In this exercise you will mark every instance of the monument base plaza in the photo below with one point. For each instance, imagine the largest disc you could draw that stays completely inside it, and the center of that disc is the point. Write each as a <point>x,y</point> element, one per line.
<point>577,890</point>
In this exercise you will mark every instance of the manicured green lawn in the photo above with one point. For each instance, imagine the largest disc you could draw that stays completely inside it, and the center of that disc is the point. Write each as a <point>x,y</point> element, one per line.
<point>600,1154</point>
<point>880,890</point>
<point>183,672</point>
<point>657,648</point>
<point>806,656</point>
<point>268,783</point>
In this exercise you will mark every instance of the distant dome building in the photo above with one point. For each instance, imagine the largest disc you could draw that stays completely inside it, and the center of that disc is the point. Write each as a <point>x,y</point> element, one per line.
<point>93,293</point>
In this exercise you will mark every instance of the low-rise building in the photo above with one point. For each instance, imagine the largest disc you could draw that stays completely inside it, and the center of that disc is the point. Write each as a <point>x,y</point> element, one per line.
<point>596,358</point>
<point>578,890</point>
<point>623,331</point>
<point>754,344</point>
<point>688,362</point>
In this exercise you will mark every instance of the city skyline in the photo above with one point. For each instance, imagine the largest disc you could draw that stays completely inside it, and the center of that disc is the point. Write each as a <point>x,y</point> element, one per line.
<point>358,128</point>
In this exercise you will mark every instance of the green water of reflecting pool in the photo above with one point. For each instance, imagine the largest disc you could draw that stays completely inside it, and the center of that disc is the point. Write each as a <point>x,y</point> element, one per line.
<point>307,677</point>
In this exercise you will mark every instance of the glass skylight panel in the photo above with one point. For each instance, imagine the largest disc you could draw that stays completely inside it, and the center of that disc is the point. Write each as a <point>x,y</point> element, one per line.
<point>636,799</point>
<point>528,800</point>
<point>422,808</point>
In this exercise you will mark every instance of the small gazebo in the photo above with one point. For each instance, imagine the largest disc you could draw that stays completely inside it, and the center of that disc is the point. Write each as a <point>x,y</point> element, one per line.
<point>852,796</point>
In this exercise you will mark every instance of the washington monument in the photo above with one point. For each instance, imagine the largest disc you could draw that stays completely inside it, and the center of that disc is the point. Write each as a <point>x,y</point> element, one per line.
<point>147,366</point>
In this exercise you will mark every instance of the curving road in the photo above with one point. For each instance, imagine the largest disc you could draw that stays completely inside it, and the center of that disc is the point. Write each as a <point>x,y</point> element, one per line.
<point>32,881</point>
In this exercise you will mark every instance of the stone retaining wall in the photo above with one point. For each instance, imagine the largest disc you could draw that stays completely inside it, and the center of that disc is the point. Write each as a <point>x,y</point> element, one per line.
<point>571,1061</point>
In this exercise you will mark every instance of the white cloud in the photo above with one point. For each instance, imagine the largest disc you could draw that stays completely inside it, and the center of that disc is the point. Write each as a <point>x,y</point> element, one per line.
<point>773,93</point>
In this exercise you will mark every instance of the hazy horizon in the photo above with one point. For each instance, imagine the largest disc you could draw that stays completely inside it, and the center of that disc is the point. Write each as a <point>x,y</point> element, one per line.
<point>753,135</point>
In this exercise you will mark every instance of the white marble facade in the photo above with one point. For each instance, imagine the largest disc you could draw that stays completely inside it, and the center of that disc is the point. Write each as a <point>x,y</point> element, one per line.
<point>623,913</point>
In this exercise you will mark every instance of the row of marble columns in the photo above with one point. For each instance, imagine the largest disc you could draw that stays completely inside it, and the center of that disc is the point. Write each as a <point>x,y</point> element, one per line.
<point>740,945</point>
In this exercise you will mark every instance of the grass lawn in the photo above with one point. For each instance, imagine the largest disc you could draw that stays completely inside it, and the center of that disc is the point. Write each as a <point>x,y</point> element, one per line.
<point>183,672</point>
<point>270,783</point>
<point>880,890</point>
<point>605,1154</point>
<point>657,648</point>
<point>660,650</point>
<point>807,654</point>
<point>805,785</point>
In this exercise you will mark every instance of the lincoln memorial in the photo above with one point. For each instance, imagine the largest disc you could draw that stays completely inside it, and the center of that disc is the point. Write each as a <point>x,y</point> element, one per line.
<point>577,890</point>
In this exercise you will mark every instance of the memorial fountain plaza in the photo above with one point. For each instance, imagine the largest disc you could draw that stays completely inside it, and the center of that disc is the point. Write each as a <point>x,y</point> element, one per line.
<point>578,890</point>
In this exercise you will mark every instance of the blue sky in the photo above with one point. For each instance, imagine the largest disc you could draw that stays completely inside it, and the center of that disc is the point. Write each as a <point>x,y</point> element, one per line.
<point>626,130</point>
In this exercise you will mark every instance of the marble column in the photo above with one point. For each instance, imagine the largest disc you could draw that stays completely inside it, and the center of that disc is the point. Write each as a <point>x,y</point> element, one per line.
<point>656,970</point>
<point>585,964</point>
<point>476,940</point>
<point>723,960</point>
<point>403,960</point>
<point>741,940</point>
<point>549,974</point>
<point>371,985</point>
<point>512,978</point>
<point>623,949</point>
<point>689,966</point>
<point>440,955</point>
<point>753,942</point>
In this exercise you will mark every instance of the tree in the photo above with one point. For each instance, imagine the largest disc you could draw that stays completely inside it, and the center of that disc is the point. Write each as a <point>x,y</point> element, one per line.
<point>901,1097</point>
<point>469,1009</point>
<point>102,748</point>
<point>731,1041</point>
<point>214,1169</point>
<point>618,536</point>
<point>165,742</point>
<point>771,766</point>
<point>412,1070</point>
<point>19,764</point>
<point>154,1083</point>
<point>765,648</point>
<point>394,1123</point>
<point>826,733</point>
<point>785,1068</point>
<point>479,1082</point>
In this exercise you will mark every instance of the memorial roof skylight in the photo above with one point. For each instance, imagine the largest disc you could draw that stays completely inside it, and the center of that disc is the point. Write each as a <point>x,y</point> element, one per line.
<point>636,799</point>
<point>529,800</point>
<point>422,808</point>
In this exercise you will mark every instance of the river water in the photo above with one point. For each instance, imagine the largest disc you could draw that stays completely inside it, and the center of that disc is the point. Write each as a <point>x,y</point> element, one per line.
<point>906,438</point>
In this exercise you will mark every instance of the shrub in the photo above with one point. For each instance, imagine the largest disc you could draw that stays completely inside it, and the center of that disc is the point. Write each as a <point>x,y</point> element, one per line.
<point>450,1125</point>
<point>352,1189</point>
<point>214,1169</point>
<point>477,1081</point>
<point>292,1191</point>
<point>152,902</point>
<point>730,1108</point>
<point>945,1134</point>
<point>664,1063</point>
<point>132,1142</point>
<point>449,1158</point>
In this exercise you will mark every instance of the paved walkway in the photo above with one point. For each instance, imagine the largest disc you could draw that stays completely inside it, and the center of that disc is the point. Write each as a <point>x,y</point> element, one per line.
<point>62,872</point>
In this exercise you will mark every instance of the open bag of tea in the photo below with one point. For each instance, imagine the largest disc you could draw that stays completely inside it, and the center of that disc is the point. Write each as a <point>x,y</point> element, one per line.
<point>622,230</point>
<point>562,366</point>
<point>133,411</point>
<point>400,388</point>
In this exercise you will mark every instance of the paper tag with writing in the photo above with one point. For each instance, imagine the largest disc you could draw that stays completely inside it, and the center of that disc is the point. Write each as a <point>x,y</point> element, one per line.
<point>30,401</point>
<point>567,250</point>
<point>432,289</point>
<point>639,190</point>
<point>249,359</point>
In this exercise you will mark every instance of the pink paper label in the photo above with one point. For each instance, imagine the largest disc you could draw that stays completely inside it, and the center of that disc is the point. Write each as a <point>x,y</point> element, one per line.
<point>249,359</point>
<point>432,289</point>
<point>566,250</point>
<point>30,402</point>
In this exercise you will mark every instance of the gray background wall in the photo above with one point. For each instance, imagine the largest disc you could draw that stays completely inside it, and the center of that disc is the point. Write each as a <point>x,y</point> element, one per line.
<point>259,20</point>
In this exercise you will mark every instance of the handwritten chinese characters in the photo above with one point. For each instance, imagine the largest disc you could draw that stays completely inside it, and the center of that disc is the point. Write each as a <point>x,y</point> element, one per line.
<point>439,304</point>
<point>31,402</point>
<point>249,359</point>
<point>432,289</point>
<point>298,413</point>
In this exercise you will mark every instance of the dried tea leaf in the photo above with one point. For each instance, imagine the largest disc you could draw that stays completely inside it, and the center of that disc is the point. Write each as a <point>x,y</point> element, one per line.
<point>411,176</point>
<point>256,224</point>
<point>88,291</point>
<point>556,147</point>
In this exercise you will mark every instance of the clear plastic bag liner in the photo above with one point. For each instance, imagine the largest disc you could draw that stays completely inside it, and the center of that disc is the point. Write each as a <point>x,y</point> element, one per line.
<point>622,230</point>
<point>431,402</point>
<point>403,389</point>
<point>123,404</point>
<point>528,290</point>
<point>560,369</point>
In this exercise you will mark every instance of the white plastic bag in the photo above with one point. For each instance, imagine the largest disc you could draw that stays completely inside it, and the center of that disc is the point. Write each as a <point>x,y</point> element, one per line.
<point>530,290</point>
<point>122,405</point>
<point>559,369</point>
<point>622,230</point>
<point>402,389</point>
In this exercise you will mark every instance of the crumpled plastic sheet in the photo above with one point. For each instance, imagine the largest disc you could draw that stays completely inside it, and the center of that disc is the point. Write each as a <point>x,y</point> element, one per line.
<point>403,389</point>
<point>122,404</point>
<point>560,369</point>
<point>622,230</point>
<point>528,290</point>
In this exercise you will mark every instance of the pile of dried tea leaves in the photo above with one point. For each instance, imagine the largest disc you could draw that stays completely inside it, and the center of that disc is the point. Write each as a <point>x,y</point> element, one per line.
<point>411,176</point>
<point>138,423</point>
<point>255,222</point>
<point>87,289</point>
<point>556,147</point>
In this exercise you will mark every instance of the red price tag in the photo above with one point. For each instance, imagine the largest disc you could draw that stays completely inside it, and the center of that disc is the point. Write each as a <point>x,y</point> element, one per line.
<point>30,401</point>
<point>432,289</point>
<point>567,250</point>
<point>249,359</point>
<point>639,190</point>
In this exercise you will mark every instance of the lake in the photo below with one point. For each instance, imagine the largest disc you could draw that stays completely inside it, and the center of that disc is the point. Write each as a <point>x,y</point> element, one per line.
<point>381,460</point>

● ● ●

GIVEN REQUEST - Reproduce the lines of the listing above word for word, starting with the line containing "In this exercise you will mark every instance of the green" and going on through the line containing "<point>307,677</point>", both included.

RESPONSE -
In this exercise you will mark every instance of the green water of reflecting pool in the photo above with one point. For each instance, imagine the largest disc you could draw that stays completely inside it, and the center of that disc is the point. Write each as a <point>x,y</point> element, one per line.
<point>307,677</point>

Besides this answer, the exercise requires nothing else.